## Exercise set:
A) Answer these questions from the holography passage, one per line:
(i) According to what does step 818 crop the propagated light field?
(ii) What may the hologram be called when it comprises the phase values of the fourth complex light field?
(iii) In FIGS. 9A and 9B, what is light of each virtual image component associated with?
B) In the records, replace "seated worker" with "standing worker" in the stretch from the start of the records through the line containing "For your reference, a". Return only those lines, otherwise unchanged.

--- begin Article ---

A fourth stage comprises steps 816 and 818. In step 816, the light is propagated back from the plane of the entrance pupil 707 to the plane of the spatial light modulator 702 via each of the plurality of light propagations paths of the pupil expander, in the matter described above in relation to the first stage—but in the opposite light direction, of course (i.e. a “reverse” propagation). Step 818 comprises cropping the propagated light field in accordance with the size and position of the active/pixel area of the display device, to output a fourth complex light field. The number of complex values of each complex light field may be equal or less than the number of pixels of the display device.

Step 820 comprises extracting the hologram (or, “kinoform”) from a data set corresponding to the fourth complex light field (which may be referred to as a “fourth data set”). The hologram may comprise the phase values of the fourth complex light field in which case the hologram may be referred to as a kinoform. As explained earlier in this disclosure, the method may equally start at the image plane (i.e. the third stage). At least one iteration of each stage is required in accordance with this disclosure. FIGS. 9 and 10 describe the hologram formed by this method.

Light Channelling

A hologram (or, “kinoform”, or “diffractive structure”) that is calculated according to the present disclosure has unique properties, which are not observable or achievable using conventional methods of hologram calculation.

In summary, a hologram that is calculated in accordance with the present disclosure enables a display device, for example such as but not limited to an LCOS, on which it is displayed and illuminated, to output channels of spatially modulated light, wherein each channel corresponds to a different respective portion of the corresponding image. This unique channelling enables the display device to work in conjunction with a suitable pupil expander such as a waveguide, in order to allow a viewer to accurately see the whole image via the relatively small aperture of their eye, even when the viewing distance is relatively large and when the display device is relatively small, and without being required to move their eye. For example, a virtual image located at a finite distance upstream of the display device may be viewed (correctly, and in its entirety) at a relatively large distance, even though both the aperture of the viewer's eye and the display device on which the hologram is displayed are relatively very small. This has not previously been achievable, either using conventional holography or using non-holographic techniques.

In accordance with an aspect of this disclosure, the inventors found that, when the hologram is calculated using Fresnel propagation, such as via the method shown in FIG. 8 above, spatially modulated (I.e., “holographic”) light corresponding to different respective portions of the image follow different respective optical paths. Thus, the inventors recognised that the hologram may be employed to direct each of those optical paths to the viewer's eye simultaneously, thereby enabling the viewer to receive all the holographic light that is needed for their eye/brain to reconstruct the entirety of the image, without moving their eye(s) or making any other physical changes. As shown in the detailed examples above, a waveguide or other pupil expander may be used in conjunction with a display device, displaying the calculated hologram(s), in order to achieve this.

In an embodiment illustrated by FIGS. 9A and 9B, the inventors configured an optical system to display a virtual image that comprises a plurality of discrete virtual image components or areas, to aid with understanding of the unique properties of holograms as disclosed herein. However, the present disclosure is equally applicable to the calculation and display of holograms corresponding to images that have continuous (i.e., non-discrete) image content, and/or to holograms of images having any number/size/division of discrete image portions. In FIGS. 9A and 9B, in simple terms, (i) the virtual image comprises a plurality of discrete virtual image components or areas and (ii) light of each virtual image component is associated with a different number of bounces/reflections within the waveguide. However, in some other embodiments, it is possible that light of two or more discrete virtual image components would undergo the same number of bounces within the waveguide.

--- end Article ---
--- begin Input ---

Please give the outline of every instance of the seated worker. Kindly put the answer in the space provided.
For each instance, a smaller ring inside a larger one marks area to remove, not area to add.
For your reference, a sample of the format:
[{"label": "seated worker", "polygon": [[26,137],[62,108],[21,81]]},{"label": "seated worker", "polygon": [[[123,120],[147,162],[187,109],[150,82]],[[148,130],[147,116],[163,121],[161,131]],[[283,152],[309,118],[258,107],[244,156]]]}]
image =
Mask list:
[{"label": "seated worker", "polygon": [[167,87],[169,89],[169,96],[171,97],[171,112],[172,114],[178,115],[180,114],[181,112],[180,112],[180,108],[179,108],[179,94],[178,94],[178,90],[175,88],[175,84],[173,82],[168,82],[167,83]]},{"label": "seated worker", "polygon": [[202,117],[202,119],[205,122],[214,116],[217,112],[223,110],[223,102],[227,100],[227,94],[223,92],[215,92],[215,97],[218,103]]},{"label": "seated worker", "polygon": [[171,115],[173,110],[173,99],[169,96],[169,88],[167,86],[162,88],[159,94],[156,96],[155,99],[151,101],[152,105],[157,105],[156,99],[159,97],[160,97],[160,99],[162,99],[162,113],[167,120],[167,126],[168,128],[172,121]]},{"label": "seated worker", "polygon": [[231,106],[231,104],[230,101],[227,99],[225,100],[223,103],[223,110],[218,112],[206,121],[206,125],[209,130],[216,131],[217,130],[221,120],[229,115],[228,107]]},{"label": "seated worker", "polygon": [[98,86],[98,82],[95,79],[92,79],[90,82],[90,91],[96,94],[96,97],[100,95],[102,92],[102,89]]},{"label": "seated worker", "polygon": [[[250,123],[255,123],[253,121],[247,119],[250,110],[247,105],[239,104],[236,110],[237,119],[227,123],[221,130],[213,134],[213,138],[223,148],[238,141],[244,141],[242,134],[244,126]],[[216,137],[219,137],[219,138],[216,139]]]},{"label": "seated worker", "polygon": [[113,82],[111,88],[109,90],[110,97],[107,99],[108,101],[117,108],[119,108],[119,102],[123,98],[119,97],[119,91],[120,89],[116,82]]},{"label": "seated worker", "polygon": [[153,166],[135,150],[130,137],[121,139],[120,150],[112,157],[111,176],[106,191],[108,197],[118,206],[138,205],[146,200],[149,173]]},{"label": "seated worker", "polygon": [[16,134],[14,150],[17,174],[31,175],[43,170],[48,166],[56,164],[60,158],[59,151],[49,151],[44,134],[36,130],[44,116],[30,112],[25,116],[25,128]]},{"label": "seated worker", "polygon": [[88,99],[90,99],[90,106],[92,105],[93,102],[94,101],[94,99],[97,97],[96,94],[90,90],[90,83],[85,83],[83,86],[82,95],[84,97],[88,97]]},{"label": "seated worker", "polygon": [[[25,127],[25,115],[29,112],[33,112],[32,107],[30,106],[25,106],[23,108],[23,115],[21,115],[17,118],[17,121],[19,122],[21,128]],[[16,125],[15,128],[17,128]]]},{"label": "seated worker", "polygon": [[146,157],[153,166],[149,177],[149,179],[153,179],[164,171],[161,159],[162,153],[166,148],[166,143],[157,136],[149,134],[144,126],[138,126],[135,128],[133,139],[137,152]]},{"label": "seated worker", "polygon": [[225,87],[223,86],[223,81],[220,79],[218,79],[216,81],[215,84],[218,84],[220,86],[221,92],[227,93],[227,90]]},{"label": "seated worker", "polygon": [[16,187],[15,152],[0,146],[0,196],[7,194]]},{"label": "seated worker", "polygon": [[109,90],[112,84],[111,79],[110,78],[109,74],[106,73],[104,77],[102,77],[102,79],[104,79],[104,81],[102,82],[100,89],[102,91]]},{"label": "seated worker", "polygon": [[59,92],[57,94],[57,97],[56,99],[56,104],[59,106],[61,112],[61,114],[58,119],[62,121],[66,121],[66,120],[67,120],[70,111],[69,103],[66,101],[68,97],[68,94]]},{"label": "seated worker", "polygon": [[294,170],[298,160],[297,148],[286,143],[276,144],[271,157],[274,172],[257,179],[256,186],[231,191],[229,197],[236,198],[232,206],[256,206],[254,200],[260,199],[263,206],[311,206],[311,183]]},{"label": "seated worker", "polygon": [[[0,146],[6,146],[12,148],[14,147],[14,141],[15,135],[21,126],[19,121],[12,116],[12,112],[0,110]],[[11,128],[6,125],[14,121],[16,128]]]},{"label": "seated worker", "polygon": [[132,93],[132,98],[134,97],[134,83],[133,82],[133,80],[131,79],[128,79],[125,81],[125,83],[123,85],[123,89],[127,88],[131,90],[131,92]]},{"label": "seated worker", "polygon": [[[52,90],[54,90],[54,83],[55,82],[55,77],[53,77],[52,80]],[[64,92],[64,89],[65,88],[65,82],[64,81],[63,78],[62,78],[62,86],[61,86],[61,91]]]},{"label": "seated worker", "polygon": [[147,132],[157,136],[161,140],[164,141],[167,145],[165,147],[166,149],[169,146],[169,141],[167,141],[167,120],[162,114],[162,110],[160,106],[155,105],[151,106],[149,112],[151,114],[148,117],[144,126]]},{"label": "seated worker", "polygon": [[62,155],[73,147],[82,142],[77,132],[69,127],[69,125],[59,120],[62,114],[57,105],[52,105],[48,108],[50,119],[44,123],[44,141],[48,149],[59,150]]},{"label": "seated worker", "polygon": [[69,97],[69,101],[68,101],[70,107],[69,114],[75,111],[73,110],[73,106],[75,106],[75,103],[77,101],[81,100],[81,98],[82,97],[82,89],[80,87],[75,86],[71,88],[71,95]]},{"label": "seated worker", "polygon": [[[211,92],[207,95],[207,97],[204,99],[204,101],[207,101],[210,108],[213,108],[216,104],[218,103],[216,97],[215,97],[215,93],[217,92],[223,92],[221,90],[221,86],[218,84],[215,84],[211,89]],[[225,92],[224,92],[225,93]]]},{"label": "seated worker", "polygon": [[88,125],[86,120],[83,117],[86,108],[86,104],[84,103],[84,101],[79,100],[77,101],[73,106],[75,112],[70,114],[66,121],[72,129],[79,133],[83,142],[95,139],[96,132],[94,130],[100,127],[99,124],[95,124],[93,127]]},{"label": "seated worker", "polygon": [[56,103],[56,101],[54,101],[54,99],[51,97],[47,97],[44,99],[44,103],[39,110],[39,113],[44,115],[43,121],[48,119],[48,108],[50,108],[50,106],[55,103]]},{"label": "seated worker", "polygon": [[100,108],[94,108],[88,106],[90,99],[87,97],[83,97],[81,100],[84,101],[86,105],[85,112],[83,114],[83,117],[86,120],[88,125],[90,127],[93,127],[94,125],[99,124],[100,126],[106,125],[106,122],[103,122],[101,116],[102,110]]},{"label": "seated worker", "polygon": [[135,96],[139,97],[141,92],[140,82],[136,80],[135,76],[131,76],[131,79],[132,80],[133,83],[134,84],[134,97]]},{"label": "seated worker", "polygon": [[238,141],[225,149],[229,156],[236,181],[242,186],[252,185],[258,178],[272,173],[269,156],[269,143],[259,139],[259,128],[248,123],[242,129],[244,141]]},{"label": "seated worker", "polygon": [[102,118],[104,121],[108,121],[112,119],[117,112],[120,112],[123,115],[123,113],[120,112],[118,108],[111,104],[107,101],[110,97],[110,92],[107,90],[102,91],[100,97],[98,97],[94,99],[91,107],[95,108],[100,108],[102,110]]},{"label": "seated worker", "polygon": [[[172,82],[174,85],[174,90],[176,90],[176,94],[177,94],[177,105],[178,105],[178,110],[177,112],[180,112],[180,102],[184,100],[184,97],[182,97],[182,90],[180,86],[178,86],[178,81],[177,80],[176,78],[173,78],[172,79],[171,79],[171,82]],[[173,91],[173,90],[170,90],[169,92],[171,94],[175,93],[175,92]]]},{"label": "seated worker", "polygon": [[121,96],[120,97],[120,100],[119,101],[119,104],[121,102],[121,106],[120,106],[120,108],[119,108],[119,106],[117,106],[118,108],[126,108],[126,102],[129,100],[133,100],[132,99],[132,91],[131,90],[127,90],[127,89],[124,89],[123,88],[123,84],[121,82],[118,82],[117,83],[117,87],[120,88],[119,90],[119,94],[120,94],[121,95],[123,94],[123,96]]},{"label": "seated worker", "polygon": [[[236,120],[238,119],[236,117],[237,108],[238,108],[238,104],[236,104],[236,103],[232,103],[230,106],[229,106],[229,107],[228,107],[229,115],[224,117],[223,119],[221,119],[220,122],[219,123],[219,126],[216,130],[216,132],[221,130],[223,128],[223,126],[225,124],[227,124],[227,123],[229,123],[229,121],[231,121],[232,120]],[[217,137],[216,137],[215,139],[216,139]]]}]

--- end Input ---

## Worked solutions:
A)
(i) The size and position of the active/pixel area of the display device.
(ii) A kinoform.
(iii) A different number of bounces/reflections within the waveguide.

B)
Please give the outline of every instance of the standing worker. Kindly put the answer in the space provided.
For each instance, a smaller ring inside a larger one marks area to remove, not area to add.
For your reference, a sample of the format:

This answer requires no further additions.